ACTION ITEM.
Can you retype every record below exactly as written?

(Region pointing data)
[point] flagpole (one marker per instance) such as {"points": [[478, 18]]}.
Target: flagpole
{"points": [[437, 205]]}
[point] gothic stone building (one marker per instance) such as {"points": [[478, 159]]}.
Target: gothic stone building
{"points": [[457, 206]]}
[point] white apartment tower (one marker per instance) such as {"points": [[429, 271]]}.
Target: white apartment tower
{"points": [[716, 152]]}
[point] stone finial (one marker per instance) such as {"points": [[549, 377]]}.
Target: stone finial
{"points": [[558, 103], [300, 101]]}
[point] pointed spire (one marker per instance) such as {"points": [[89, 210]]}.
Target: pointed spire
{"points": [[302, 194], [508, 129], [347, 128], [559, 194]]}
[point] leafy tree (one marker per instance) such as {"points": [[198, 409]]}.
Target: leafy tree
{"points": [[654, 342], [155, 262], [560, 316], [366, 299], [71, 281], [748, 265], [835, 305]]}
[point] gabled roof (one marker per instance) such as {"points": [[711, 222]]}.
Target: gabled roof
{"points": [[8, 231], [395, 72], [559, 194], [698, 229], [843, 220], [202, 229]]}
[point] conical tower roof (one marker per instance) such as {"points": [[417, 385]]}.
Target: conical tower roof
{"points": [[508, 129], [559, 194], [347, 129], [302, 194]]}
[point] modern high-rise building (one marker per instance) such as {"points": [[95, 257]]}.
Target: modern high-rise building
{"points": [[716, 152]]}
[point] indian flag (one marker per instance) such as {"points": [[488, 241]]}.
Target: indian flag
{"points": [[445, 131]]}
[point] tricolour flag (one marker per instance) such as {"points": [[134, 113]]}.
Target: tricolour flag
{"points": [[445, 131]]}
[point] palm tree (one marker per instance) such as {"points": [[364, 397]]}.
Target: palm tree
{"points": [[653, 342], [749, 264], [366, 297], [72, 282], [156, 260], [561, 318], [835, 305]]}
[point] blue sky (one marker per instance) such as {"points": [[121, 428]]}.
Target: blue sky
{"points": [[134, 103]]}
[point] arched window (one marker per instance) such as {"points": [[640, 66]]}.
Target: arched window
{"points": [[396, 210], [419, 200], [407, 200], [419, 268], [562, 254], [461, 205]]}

WRITTEN ANSWER.
[point] flagpole (one marker per instance) such as {"points": [[478, 18]]}.
Target: flagpole
{"points": [[437, 205]]}
[point] gothic stone building (one marker per instance) such as {"points": [[478, 159]]}.
Target: gothic stone building
{"points": [[457, 206]]}
[point] white apartment tower (one marker per instance) such as {"points": [[429, 271]]}.
Target: white apartment tower
{"points": [[716, 152]]}
[point] stone finial (one marker per instance) such as {"points": [[549, 377]]}.
Target: stone finial
{"points": [[558, 103], [300, 101]]}
[point] pointed spire (one marker per instance) such as {"points": [[89, 210]]}.
Target: pointed spire
{"points": [[302, 194], [508, 129], [347, 128], [559, 194]]}
[point] leafy tree (one marker per instance) such as {"points": [[198, 409]]}.
Target: leafy tree
{"points": [[654, 342], [155, 262], [560, 316], [366, 299], [71, 281], [748, 265], [835, 305]]}
[point] gabled roof (one marker per instance) such as {"points": [[711, 222]]}.
Target: gabled roof
{"points": [[8, 231], [395, 72], [559, 194], [698, 229], [843, 220], [202, 229]]}
[point] conical tower roof (one marker per instance) such as {"points": [[417, 385]]}.
Target: conical tower roof
{"points": [[508, 129], [559, 194], [347, 129], [302, 194]]}
[point] modern high-rise building (one marker per instance) such as {"points": [[95, 257]]}.
Target: modern high-rise building
{"points": [[716, 152]]}
[point] indian flag (one marker per instance) such as {"points": [[488, 241]]}.
Target: indian flag
{"points": [[445, 131]]}
[point] tricolour flag (one marker per instance) such as {"points": [[134, 113]]}.
Target: tricolour flag
{"points": [[445, 131]]}
[point] palm tree (one marker per instance) such as {"points": [[364, 397]]}.
Target: palm tree
{"points": [[653, 342], [749, 264], [366, 297], [72, 282], [156, 260], [561, 318], [835, 305]]}
[point] blue sky (one marker per instance) such as {"points": [[121, 428]]}.
Target: blue sky
{"points": [[134, 103]]}
[point] arched window (one marker per instance) such as {"points": [[640, 66]]}.
Target: arched window
{"points": [[396, 210], [419, 200], [407, 200], [419, 268], [562, 254], [461, 205]]}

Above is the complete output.